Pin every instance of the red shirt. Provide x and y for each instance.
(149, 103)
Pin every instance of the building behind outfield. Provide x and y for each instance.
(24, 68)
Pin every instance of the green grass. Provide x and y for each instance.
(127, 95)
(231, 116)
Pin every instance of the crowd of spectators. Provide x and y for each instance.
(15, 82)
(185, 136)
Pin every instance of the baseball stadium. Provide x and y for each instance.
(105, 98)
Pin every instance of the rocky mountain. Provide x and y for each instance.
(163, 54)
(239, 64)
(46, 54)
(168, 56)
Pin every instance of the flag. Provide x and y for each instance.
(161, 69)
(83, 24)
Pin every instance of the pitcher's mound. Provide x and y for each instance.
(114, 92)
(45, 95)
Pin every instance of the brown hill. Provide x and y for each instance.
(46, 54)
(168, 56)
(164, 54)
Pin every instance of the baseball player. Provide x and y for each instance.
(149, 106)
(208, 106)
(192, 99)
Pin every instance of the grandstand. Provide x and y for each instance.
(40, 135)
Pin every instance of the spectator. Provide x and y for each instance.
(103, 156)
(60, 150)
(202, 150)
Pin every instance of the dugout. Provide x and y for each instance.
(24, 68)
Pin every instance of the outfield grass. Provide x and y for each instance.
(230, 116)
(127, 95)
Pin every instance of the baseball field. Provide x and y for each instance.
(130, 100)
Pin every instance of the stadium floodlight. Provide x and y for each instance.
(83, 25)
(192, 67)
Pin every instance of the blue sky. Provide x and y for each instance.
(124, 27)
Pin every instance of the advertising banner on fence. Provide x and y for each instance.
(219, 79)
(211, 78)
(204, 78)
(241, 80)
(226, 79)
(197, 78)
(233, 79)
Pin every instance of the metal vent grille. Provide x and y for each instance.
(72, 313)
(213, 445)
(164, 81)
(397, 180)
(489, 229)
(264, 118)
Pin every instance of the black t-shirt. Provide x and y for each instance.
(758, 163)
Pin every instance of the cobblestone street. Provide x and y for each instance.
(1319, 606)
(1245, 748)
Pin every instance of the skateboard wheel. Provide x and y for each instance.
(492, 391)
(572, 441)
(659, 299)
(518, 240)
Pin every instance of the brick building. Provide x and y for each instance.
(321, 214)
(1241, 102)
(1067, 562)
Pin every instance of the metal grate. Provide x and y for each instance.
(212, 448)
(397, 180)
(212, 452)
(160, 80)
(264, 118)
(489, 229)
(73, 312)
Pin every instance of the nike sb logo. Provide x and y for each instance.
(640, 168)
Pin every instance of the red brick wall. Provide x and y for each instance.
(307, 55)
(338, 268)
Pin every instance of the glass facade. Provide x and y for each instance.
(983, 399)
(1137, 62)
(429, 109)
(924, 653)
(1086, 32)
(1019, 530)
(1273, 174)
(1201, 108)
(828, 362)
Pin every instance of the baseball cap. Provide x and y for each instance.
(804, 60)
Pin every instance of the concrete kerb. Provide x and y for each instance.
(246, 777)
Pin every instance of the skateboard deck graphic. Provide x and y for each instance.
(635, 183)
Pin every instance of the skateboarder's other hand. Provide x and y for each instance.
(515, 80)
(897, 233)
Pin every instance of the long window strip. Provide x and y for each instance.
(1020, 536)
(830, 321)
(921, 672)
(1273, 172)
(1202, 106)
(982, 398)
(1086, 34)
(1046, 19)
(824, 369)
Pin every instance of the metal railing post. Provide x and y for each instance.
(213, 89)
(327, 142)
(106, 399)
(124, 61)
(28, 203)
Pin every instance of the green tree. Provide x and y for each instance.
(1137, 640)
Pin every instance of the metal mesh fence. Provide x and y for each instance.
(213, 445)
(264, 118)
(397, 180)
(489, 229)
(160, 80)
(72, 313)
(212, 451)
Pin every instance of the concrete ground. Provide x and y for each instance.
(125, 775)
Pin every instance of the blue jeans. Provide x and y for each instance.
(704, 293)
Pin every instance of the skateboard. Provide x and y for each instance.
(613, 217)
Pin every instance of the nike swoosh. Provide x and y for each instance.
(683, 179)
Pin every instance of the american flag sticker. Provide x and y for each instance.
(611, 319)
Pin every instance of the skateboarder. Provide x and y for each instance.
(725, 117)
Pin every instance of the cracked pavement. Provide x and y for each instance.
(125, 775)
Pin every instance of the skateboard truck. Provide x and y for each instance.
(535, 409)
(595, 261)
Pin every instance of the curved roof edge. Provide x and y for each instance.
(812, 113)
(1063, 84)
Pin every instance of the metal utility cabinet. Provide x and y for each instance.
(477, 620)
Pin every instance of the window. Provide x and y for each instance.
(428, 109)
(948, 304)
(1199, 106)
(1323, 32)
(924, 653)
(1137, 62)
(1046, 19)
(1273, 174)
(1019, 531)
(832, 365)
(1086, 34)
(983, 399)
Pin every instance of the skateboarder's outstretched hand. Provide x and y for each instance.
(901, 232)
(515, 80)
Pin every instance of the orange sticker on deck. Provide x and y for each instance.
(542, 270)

▶ _TASK_
Copy each line of the material exactly as shown.

▶ _OUTPUT OF THE EXERCISE_
Pin every instance of the red shirt. Provide x and y for each instance.
(149, 103)
Pin every instance of the building behind outfield. Provide x and y for each instance.
(24, 68)
Pin every instance of the green grass. Provide x and y for each instance.
(127, 95)
(231, 116)
Pin every instance of the crowd of spectators. Provide x and y for each instance.
(15, 82)
(185, 136)
Pin every instance of the baseball stadium. Provide x and y for each instance.
(105, 98)
Pin every instance of the rocky mountain. Provide x and y for each instance.
(163, 54)
(239, 64)
(46, 54)
(168, 56)
Pin every instance of the flag. Provide x and y for each instance.
(161, 69)
(83, 24)
Pin every instance of the pitcher's mound. Provide x and y for each instance.
(114, 92)
(45, 95)
Pin every instance of the brown hill. Provide x and y for each instance.
(46, 54)
(168, 56)
(164, 54)
Pin every instance of the baseball player. Provide x and y for each instance.
(149, 106)
(208, 106)
(192, 99)
Pin every instance of the grandstand. Provide x and y for each instance.
(40, 135)
Pin every instance of the spectator. Provide x and y for each instance.
(103, 156)
(60, 150)
(202, 150)
Pin every instance of the dugout. Provide x and y for each instance.
(24, 68)
Pin every instance of the outfield grass. Provide x and y for each instance.
(230, 116)
(127, 95)
Pin every instance of the baseball field. Provide x and y for each instance.
(130, 100)
Pin every instance of the stadium floodlight. Provide x and y for each instance.
(83, 25)
(192, 67)
Pin every instance of the blue sky. Provide x and y for each instance.
(124, 27)
Pin every instance of the advertising banner on fence. Provide x and y for each instance.
(219, 79)
(211, 78)
(204, 78)
(241, 80)
(226, 79)
(197, 78)
(233, 79)
Pin every instance of the metal vent grille. Provide x and y for each instance.
(72, 313)
(213, 445)
(164, 81)
(397, 180)
(489, 229)
(264, 118)
Pin every instance of the black t-shirt. Provide x and y for each instance.
(758, 163)
Pin every instance of the cobblestone street. Provide x and y for each instance.
(1319, 606)
(1245, 748)
Pin every instance of the skateboard wheel. Provide x and y for each instance.
(492, 391)
(572, 441)
(659, 299)
(518, 240)
Pin every instance of the brick building. Provide x and y for each instance.
(321, 214)
(1241, 102)
(1067, 562)
Pin every instance of the metal grate. Provide x and y for each instance.
(212, 448)
(397, 180)
(212, 452)
(160, 80)
(264, 118)
(489, 229)
(73, 312)
Pin every instance of the nike sb logo. Provide x and y for each instance.
(640, 168)
Pin every instance of the red brick wall. Provide x and y for each instance.
(307, 55)
(338, 268)
Pin every instance of the glass facade. Provide x and y for each instance.
(983, 399)
(1137, 62)
(429, 109)
(924, 653)
(1086, 32)
(1019, 530)
(1273, 174)
(1201, 108)
(828, 362)
Pin every instance of the baseball cap. Provide x and y for each instance.
(804, 60)
Pin every instance of the concrete kerb. Provide x and y for each instance.
(246, 777)
Pin every instance of the skateboard deck graphic. Provide x and y for each instance.
(635, 183)
Pin every instance of the skateboarder's other hand. Provide x and y for each instance.
(515, 80)
(897, 233)
Pin every instance of the long window strip. Provide x and y for each instance.
(1020, 536)
(830, 321)
(921, 672)
(1273, 172)
(1202, 106)
(982, 398)
(1086, 34)
(1046, 19)
(824, 369)
Pin every instance of the metal railing post. Provide x and y for each instance.
(213, 89)
(327, 142)
(106, 399)
(124, 61)
(28, 203)
Pin every instance of the green tree. Provide x and y for each instance.
(1137, 640)
Pin every instance of the metal mesh fence. Provide x and y for each instance.
(213, 445)
(264, 118)
(397, 180)
(489, 229)
(160, 80)
(72, 313)
(212, 451)
Pin every instance of the concrete ground. Provide x and y for each instance.
(125, 775)
Pin every instance of the blue jeans. Provide x and y for each instance.
(704, 293)
Pin every instance of the skateboard. Provide x and y for each instance.
(613, 217)
Pin every instance of the nike swoosh. Provide x and y for each instance.
(683, 179)
Pin every instance of the american flag sticker. Provide x and y for each instance.
(611, 319)
Pin every instance of the skateboarder. Provide x and y for each instance.
(725, 117)
Pin every instance of the cracked pavement. Provide x and y for each instance.
(125, 775)
Pin every instance of the skateboard truck. Provide x and y for each instance.
(535, 409)
(595, 261)
Pin every instance of the curved roof edge. Provide x and y for each instance.
(812, 113)
(1063, 84)
Pin every instance of the metal utility cabinet. Provide x and y for each instance.
(477, 620)
Pin every instance of the window. Provide x and y for each instance.
(428, 109)
(948, 304)
(1199, 106)
(1323, 32)
(924, 653)
(1137, 62)
(1046, 19)
(1273, 174)
(1019, 531)
(832, 365)
(1086, 34)
(983, 399)
Pin every instance of the skateboarder's outstretched hand. Provide x and y for each instance.
(901, 232)
(515, 80)
Pin every instance of the orange sticker on deck. Provide x and y for each instance.
(542, 270)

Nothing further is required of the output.